Quoted passage:

▬▬▬

Yonder Alonso transformation from being just ‘a guy’ to the guy in Oakland
There were a thousand reasons Yonder Alonso chose to become a better ballplayer, not the least of them being that he believed it possible. That it was there for him. That he owed it to himself, to the rest of his career, whatever it held, and to the rest of his life, to work for it. He hadn’t become a ballplayer to be any old ballplayer. Time and not a small amount of failure – not even failure, exactly, but dissatisfaction with the results – had convinced him of that.
His young son, Troy, was part of his decision to start over. As was his wife. His dad, of whom Yonder said, “When I go oh-for-four, he goes oh-for-four. When I go four-for-four, he goes 10-for-10,” was part of it, too.
So it wasn’t just the batting average, the baseballs that died short of the track, the gnawing displeasure at another handful of hittable pitches he’d missed. It wasn’t just the quiet drives home from the ballpark, when he’d wondered if this could possibly be it, if this was the ballplayer he’d be. Not that any of that was insignificant, either.
See, a ballplayer gets one shot at a short period in his life when his body and mind are accommodating, and maybe you were a great college player once, and maybe you were the seventh overall pick in a draft once, and maybe you’ve made a few dollars and had some fun, but what’s that all mean when you’re coming up on 30 years old and the drives home from the ballpark aren’t getting any more comforting?
Wasn’t there supposed to be more? Isn’t there still time for that?
“There was a lot of catching up to do,” Alonso said.
There are survivors. There’s nothing wrong with being a survivor. Baseball’s a decent living and it’s better than a real job, and if you can ride a reputation for a while, ride some name recognition, maybe fill a team’s need adequately if not much better than that, then there’s some satisfaction there. It’s called being “a guy.”
Don’t have anybody at first base? Don’t have a backup catcher? Need a fifth starter?
Go get yourself “a guy.” He’ll hold down the job. He’ll stand over there, give a team a little something once in a while, be a good man in a clubhouse, have a day only he sees coming. Yeah, he’s a guy.
Yonder Alonso was becoming a guy. Maybe already was a guy.
He hated it.
“I wanted to be a lion,” he said.
He was driving to work this week, inching along in Oakland traffic, explaining how a 30-year-old guy in a half-a-season hits 17 home runs, bats .300 and, assuming voters are paying attention, plays to the verge of his first All-Star Game. Over parts of seven seasons, he’d hit for average occasionally. He’d hit doubles in the 30s twice. But never 10 home runs. He was a .269 hitter who didn’t strike out a lot, didn’t walk a lot, and didn’t make a lot of noise in the batter’s box. Other players hit home runs. He spent a little too much time, in his opinion, grounding into the shift and hoisting medium-deep fly balls. He was OK. You know, fine. By survivor standards. He also feared the game was about done with him.

▬▬▬

[Rows from a box-labeling dataset]
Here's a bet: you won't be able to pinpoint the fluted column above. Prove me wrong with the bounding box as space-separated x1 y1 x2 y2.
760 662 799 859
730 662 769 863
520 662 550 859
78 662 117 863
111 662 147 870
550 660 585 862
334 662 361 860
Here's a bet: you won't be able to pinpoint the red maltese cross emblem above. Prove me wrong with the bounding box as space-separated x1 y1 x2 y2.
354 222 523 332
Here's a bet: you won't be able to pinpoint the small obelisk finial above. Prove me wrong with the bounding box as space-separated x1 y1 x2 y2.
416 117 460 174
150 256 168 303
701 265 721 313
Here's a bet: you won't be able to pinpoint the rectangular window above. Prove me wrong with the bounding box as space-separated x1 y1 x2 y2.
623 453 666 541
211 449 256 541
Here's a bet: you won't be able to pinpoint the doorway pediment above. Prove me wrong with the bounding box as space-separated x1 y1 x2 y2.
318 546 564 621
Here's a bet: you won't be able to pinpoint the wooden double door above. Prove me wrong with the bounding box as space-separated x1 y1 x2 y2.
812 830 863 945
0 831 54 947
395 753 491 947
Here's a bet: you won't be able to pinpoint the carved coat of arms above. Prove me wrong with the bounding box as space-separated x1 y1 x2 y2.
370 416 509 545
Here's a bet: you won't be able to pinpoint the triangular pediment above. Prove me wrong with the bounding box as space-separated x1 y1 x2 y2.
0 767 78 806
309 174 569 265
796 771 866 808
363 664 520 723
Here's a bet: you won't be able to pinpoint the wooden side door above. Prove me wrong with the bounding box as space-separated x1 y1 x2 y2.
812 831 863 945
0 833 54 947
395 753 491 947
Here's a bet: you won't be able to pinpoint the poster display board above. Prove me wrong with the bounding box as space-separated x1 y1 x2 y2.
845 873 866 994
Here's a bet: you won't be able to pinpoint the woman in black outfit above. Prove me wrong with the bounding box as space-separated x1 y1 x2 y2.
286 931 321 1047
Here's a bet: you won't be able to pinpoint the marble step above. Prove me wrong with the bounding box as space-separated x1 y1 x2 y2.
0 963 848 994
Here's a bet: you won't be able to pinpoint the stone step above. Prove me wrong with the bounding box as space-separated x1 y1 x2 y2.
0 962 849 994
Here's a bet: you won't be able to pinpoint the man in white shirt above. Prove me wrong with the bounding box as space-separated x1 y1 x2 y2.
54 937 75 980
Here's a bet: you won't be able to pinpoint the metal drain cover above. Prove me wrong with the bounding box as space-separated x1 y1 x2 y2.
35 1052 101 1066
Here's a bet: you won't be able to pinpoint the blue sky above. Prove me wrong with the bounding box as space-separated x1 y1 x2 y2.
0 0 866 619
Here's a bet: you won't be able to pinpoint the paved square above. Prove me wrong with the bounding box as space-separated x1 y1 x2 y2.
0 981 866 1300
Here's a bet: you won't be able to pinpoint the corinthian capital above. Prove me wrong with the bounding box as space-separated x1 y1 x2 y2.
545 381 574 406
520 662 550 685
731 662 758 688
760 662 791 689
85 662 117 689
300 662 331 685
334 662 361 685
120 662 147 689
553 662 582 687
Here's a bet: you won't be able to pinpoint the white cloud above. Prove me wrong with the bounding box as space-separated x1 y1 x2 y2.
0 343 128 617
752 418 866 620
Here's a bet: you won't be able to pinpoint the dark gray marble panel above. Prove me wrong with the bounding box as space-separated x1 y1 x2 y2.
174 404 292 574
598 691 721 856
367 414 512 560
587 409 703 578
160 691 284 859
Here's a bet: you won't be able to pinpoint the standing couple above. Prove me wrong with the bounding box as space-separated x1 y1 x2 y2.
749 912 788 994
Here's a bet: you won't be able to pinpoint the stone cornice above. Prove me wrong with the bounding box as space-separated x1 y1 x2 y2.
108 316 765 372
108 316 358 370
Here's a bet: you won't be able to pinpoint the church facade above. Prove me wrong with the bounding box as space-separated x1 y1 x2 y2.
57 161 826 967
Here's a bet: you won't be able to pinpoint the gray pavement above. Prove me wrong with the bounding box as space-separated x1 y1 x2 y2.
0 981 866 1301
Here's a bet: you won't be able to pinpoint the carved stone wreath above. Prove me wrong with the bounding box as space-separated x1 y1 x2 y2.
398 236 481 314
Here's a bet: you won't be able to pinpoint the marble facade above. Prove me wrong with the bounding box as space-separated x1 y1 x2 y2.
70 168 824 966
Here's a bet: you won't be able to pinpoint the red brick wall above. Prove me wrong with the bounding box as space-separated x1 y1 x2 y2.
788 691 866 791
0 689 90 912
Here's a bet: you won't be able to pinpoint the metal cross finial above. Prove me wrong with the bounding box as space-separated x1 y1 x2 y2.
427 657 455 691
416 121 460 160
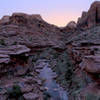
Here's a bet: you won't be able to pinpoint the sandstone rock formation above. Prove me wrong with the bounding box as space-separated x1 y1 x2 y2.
0 45 30 63
77 1 100 28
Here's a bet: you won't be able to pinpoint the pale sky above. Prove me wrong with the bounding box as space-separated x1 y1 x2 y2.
0 0 97 26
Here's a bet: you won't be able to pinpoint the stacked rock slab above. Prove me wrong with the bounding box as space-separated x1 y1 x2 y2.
77 1 100 28
0 45 30 63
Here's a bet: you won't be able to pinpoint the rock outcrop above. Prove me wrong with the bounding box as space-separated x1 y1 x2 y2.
77 1 100 28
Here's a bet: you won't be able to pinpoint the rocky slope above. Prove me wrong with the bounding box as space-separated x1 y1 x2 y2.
0 1 100 100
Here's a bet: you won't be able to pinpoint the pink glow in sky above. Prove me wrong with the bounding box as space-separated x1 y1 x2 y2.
0 0 99 26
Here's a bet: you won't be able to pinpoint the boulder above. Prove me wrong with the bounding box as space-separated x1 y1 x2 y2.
0 16 10 24
67 21 76 29
10 13 42 25
23 93 39 100
81 55 100 74
0 45 30 63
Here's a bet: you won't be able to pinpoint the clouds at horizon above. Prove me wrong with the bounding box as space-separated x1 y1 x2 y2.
0 0 95 26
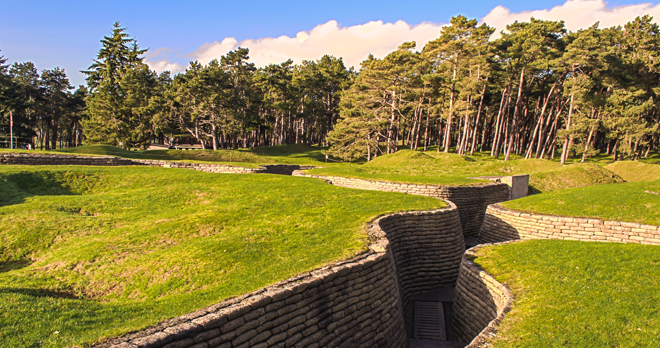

▬▬▬

Stated task 1: In the article on Yonder Alonso, what is the name of his young son?
Stated task 2: Pick up the article on Yonder Alonso after its final sentence and continue it.
The data come from a different source than the article on Yonder Alonso.

Written reply 1: Troy.

Written reply 2:
“I watch a lot of the best players in the game,” he said. “How much they play like they’re savages. Like modern-day gladiators. Their attitude. Their confidence. Their body energy. The way they talk without talking. Like lions, man.”
He considered the player he was, standing 6-foot-1, 230 pounds, plenty strong, plenty dedicated, plenty skilled. He considered the results.
“When the games came round, I was hitting like I’m 160 pounds,” he said. “I’d think, ‘What is happening?’ It was weird.
“Here I was, a guy who’d been through it all, and I was thinking, ‘Hey, if you don’t make a change your days are numbered.’ I know the game is hard. It’s very humbling. But there’s no trying. If you don’t get it done, you don’t get it done. I had to get better.”
A friend and teammate, Danny Valencia, was in his ear. It was time to change. Another, friend and brother-in-law Manny Machado, urged the same. They believed he could be better, too.
Early last September, Yonder Alonso called Mike Tosar.
“Hey, man, I need to start working again,” he told him.
“I’m ready,” Tosar said.
“What should I be doing?”
“You gotta survive right now, till the end. Then we’ll get after it.”
“I want to start doing something different. I’m playing with a little leg kick.”
“OK. Keep doing that. See you next month.”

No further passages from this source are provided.